> _EXTRAIT_:

============

L’existence d’une obligation d’information en matière de droit bancaire.

La charge de la preuve est commune à toutes les disciplines dans lesquelles il existe une obligation d’information et notamment en matière de droit bancaire[1] Initialement, les règles probatoires ont été dégagées en matière médicale en ce qui concerne l’obligation d’information du médecin. La Cour de cassation du 25 février1997[2] déclarant dans un arrêt de principe que « celui qui est légalement ou contractuellement tenu d’une obligation particulière d’information doit rapporter la preuve de l’exécution de cette obligation »[3].

Preuve de l’obligation d’information en matière contractuelle en droit bancaire

La preuve de l’obligation d’information dans les contrats est dissociable sur certains points de la preuve des obligations en général. Les principes fondamentaux demeurent en ce sens identiques. A cet égard, la Cour de cassation de 1997 a invoqué comme fondement pour justifier sa solution, le nouvel article 1353 du code civil[4] qui atteste que « celui qui réclame l’exécution d’une obligation doit la prouver »[5]. Toutefois, es canaux de transmission de l’information doivent distinguer en pratique l’existence de l’information de son exécution. En réalité, il s’agit de faire ressortir la charge de la preuve.

============

> _ENTRÉES FOURNIES_:
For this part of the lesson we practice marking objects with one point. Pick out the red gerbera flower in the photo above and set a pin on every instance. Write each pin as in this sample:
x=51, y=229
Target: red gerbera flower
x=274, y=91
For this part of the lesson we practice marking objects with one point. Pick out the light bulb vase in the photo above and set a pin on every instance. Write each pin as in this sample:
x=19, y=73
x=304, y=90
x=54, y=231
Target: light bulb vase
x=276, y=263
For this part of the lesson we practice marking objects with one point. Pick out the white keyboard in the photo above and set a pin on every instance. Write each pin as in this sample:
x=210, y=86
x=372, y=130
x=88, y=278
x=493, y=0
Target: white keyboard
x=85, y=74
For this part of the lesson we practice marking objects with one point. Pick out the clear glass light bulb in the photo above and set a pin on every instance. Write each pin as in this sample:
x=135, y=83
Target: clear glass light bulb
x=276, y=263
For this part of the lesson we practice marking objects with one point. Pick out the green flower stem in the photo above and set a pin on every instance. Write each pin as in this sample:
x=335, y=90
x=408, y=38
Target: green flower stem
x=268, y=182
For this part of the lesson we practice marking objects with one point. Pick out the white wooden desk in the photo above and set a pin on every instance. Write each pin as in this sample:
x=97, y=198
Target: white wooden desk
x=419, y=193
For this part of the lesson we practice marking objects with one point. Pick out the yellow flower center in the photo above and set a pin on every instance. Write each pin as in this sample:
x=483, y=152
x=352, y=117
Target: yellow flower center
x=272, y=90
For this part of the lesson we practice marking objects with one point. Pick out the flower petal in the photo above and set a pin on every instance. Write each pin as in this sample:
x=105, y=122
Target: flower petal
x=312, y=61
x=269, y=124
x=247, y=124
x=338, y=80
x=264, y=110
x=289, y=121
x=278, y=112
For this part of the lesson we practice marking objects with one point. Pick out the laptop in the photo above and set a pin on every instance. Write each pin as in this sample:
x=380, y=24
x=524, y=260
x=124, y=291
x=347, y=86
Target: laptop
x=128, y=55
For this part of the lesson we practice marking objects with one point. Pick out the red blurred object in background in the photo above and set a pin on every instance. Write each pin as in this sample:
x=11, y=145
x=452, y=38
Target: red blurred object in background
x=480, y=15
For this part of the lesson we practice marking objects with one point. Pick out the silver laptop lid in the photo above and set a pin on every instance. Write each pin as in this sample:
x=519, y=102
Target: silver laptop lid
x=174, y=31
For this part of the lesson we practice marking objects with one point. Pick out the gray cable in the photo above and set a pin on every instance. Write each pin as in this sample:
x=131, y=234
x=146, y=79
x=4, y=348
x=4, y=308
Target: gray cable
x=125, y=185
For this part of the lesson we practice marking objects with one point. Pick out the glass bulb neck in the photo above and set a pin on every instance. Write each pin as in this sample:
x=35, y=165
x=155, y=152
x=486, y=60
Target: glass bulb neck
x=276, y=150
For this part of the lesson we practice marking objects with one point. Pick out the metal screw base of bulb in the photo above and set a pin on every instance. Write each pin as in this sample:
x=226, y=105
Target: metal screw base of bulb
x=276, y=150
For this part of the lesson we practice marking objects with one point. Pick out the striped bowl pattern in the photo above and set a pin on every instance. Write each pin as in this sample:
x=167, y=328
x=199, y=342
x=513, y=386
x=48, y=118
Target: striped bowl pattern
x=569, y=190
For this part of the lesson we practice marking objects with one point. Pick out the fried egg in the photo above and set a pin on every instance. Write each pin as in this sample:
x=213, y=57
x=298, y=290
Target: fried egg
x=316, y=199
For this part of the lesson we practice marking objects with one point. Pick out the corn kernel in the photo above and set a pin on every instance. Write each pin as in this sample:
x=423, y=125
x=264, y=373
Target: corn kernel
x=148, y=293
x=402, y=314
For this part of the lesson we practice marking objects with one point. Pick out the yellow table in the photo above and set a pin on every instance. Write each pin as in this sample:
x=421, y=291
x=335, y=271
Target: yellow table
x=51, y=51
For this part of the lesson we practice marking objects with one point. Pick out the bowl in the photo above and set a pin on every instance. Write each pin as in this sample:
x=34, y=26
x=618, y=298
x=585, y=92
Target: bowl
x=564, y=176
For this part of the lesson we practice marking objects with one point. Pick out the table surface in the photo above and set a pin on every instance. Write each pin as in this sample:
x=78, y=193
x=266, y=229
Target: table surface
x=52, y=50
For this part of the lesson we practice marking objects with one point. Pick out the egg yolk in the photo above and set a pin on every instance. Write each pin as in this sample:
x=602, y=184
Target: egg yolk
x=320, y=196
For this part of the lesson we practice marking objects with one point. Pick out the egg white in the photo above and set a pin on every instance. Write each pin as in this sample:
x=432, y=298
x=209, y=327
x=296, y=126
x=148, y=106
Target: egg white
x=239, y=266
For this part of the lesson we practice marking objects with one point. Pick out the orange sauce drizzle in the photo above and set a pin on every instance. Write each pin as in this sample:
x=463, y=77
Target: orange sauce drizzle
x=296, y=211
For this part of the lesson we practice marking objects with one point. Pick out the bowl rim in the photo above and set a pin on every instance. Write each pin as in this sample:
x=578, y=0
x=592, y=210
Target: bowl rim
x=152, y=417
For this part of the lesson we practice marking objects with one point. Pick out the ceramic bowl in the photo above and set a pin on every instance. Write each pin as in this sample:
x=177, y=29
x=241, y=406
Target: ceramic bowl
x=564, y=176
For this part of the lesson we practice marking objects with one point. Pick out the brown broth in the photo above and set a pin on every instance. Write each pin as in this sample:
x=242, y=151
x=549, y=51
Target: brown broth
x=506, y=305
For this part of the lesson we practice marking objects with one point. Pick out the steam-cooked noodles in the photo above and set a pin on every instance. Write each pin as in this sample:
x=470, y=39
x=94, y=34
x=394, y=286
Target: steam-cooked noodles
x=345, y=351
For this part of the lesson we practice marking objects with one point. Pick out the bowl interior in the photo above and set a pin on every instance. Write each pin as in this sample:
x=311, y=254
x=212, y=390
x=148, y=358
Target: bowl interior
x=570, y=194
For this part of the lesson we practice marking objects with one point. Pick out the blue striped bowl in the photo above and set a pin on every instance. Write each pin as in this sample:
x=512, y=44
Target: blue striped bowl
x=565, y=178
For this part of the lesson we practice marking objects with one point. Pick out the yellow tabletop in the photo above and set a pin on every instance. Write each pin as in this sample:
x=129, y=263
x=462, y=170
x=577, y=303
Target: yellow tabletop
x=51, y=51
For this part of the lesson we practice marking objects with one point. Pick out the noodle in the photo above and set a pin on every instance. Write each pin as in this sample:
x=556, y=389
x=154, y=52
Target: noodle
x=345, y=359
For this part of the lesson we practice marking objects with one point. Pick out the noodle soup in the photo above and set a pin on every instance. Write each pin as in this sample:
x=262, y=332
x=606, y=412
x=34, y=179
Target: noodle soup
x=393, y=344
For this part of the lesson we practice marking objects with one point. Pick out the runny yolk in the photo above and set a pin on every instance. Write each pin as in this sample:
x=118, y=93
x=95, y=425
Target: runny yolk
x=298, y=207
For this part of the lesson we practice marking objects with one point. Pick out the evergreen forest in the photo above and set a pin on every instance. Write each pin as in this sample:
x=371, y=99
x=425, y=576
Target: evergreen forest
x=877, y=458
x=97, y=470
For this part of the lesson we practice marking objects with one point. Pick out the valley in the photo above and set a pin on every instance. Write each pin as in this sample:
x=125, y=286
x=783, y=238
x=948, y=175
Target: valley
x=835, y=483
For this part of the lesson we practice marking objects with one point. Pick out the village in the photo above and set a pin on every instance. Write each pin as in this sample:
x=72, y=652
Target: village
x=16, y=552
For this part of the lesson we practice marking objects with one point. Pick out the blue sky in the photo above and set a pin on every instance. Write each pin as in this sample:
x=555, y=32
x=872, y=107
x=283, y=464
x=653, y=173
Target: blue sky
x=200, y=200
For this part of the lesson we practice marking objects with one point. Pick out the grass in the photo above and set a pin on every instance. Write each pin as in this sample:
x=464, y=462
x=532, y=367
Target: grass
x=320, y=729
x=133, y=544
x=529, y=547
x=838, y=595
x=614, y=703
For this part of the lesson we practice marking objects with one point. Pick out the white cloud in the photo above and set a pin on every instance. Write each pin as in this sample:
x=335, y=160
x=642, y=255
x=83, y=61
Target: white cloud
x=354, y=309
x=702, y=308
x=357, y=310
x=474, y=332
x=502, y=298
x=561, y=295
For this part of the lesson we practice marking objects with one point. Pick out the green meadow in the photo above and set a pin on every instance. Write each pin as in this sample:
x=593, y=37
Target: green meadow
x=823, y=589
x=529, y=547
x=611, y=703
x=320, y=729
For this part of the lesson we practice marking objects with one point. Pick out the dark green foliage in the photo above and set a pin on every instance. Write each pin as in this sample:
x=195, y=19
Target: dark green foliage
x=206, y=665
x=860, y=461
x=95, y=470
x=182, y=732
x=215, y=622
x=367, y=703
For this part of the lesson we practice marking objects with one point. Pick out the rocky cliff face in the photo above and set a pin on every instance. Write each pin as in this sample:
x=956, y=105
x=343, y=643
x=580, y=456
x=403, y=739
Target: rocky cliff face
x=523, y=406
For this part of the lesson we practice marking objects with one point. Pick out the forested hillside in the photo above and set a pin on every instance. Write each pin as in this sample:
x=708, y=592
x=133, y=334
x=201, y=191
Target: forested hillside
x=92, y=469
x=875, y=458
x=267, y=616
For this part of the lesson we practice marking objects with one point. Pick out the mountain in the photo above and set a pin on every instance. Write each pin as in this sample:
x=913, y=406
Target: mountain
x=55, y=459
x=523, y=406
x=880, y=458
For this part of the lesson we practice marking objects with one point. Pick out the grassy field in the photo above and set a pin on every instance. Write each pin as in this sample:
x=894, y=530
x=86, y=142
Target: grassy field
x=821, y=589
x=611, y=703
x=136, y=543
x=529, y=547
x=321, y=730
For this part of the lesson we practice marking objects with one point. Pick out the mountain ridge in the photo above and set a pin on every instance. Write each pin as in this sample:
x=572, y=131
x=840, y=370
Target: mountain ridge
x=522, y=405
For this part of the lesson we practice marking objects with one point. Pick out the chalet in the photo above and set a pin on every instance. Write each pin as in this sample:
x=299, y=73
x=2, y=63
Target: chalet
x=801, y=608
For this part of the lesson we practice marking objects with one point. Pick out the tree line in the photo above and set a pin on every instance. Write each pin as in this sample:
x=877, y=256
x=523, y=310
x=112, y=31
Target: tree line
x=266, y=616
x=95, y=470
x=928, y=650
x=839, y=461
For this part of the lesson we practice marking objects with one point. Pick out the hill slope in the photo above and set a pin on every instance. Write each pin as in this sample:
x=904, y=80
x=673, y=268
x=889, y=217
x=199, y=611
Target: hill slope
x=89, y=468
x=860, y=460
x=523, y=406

============

> _CONSIGNE_:
Modifiez le passage de l’extrait qui commence aux mots « La preuve de l’obligation » et s’arrête après « de la preuve. », en y remplaçant « identiques » par « inchangés ». Répondez en vous fondant uniquement sur l’extrait.

> _RÉPONSE ATTENDUE_:
La preuve de l’obligation d’information dans les contrats est dissociable sur certains points de la preuve des obligations en général. Les principes fondamentaux demeurent en ce sens inchangés. A cet égard, la Cour de cassation de 1997 a invoqué comme fondement pour justifier sa solution, le nouvel article 1353 du code civil[4] qui atteste que « celui qui réclame l’exécution d’une obligation doit la prouver »[5]. Toutefois, es canaux de transmission de l’information doivent distinguer en pratique l’existence de l’information de son exécution. En réalité, il s’agit de faire ressortir la charge de la preuve.